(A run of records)
################

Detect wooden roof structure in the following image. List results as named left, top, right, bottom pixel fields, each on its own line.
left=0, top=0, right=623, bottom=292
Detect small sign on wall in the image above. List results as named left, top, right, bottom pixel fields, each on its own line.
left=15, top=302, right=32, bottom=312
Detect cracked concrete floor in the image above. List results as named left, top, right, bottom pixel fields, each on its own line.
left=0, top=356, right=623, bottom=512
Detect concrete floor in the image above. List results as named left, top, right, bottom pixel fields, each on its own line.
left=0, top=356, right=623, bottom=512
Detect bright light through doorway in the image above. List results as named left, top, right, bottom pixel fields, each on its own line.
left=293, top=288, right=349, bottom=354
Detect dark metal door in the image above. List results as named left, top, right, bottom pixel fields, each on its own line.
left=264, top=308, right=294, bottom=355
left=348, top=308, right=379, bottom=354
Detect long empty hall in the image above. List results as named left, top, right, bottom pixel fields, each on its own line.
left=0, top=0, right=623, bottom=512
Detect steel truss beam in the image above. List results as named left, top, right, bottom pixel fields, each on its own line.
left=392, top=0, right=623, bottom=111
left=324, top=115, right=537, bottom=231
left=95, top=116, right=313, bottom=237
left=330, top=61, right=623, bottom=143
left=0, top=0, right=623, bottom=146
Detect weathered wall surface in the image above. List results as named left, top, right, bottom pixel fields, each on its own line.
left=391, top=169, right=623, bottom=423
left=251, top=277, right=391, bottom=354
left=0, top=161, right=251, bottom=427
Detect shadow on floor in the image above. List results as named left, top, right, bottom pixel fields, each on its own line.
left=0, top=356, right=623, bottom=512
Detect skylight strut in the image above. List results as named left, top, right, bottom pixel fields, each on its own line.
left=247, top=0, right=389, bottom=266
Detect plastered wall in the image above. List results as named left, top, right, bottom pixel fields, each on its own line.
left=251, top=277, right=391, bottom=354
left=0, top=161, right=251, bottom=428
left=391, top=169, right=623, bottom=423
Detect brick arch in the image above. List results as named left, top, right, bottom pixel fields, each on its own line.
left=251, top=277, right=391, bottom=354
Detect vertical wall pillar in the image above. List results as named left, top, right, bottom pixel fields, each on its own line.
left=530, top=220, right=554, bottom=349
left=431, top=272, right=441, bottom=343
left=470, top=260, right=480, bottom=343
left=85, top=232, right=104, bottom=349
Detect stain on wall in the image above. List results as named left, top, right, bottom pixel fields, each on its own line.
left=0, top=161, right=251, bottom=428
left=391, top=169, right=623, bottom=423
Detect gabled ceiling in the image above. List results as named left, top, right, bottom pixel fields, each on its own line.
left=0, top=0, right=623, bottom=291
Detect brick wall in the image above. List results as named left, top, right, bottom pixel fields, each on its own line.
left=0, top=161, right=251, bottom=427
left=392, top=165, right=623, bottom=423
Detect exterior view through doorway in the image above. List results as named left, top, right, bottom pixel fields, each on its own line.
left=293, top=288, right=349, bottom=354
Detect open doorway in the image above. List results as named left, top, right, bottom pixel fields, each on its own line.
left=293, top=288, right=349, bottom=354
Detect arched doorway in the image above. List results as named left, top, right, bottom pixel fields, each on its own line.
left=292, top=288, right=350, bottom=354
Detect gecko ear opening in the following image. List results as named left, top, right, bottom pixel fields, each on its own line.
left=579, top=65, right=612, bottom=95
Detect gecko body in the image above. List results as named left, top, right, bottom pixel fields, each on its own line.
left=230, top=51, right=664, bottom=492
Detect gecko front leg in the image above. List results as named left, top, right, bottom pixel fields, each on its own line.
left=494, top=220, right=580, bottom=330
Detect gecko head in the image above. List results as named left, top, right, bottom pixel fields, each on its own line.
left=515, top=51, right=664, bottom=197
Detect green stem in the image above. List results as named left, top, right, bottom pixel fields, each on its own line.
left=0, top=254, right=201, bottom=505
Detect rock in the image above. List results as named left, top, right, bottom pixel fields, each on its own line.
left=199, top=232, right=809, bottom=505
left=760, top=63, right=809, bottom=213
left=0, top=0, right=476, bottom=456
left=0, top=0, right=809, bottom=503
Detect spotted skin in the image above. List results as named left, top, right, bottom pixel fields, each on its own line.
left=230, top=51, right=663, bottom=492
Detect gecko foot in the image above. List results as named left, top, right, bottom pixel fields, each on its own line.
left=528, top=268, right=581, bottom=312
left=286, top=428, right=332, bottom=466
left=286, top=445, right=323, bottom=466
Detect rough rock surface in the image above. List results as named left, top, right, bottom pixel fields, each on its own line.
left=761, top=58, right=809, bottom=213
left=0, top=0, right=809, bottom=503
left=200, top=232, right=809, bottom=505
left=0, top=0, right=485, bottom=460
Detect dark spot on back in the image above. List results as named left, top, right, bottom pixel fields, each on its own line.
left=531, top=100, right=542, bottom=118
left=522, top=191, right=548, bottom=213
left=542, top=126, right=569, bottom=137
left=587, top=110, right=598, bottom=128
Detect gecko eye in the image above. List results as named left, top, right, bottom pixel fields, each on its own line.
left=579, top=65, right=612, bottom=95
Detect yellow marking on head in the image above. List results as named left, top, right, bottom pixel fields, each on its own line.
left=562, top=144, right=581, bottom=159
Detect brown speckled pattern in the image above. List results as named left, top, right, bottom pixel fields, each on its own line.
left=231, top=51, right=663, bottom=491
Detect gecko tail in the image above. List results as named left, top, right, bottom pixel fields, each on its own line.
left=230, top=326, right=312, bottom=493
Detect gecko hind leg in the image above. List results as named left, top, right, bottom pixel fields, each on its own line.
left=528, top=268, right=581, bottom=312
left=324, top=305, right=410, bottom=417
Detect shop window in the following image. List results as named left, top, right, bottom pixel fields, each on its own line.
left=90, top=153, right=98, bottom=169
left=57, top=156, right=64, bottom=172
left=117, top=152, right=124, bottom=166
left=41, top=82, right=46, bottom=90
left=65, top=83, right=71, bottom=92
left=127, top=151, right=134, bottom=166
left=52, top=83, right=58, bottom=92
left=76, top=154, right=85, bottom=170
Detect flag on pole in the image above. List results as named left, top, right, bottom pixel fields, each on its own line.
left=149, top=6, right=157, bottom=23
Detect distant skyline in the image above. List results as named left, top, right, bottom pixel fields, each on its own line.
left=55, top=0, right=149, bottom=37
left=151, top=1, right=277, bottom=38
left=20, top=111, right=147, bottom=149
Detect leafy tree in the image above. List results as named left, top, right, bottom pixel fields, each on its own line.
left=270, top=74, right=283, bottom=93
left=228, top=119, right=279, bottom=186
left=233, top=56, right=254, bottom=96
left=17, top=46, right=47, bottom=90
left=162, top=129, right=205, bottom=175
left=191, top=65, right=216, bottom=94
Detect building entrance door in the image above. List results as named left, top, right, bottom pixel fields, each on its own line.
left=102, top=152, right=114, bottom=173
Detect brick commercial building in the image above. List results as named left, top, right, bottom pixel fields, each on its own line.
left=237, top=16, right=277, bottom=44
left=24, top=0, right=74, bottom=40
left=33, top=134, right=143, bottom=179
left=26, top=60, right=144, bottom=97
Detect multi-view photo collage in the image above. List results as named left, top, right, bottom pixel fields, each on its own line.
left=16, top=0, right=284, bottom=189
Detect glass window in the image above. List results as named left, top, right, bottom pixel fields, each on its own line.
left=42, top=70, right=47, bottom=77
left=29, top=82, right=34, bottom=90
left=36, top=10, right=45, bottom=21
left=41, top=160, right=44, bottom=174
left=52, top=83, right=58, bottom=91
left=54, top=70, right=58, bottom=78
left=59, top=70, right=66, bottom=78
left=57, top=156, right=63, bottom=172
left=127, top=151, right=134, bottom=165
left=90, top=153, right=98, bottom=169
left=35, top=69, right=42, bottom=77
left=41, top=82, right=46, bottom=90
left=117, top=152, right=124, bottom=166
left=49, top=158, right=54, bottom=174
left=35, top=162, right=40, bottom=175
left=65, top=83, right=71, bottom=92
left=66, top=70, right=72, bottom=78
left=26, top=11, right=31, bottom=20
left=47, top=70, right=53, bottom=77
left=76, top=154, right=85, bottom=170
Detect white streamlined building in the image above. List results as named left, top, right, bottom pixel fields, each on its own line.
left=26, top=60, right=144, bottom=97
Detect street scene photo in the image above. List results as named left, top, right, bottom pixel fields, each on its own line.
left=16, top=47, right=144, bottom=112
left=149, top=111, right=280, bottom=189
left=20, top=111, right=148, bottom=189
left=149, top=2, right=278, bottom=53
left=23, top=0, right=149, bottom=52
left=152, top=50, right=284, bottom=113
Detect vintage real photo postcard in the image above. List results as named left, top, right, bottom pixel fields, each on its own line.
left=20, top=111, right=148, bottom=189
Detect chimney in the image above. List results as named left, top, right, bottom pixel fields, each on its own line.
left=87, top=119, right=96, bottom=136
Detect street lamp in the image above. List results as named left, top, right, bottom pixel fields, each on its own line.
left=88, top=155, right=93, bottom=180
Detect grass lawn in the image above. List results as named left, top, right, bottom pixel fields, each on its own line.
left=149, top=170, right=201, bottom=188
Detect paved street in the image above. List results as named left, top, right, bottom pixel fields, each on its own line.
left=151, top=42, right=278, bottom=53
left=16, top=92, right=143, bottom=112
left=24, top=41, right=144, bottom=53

################

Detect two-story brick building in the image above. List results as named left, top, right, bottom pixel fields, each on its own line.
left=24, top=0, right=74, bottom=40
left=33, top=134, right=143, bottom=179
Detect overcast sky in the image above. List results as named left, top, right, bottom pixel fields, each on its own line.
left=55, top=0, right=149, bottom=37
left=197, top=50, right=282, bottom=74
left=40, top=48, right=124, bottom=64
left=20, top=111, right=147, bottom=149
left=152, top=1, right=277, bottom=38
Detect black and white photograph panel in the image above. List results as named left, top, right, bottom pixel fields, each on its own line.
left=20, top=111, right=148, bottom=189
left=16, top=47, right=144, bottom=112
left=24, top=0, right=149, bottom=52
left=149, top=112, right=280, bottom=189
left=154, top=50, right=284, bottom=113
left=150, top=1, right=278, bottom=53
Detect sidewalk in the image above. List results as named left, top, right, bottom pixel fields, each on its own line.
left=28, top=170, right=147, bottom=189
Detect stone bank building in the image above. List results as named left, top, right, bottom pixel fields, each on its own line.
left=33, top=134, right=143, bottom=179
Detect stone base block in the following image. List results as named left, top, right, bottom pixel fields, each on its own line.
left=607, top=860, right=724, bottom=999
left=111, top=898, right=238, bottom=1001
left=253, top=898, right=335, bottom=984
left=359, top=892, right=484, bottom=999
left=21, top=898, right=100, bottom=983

################

WHAT YOU ARE ASKED TO DO ▸ Return every line of the listing above that contains the word "through", copying each one in full.

SOLVED EXERCISE ▸
Detect bright light through doorway in the image above. List results as named left, top, right, bottom pixel fields, each on its own line.
Detect exterior view through doorway in the image above. List results as named left, top, right, bottom pixel fields, each on its own line.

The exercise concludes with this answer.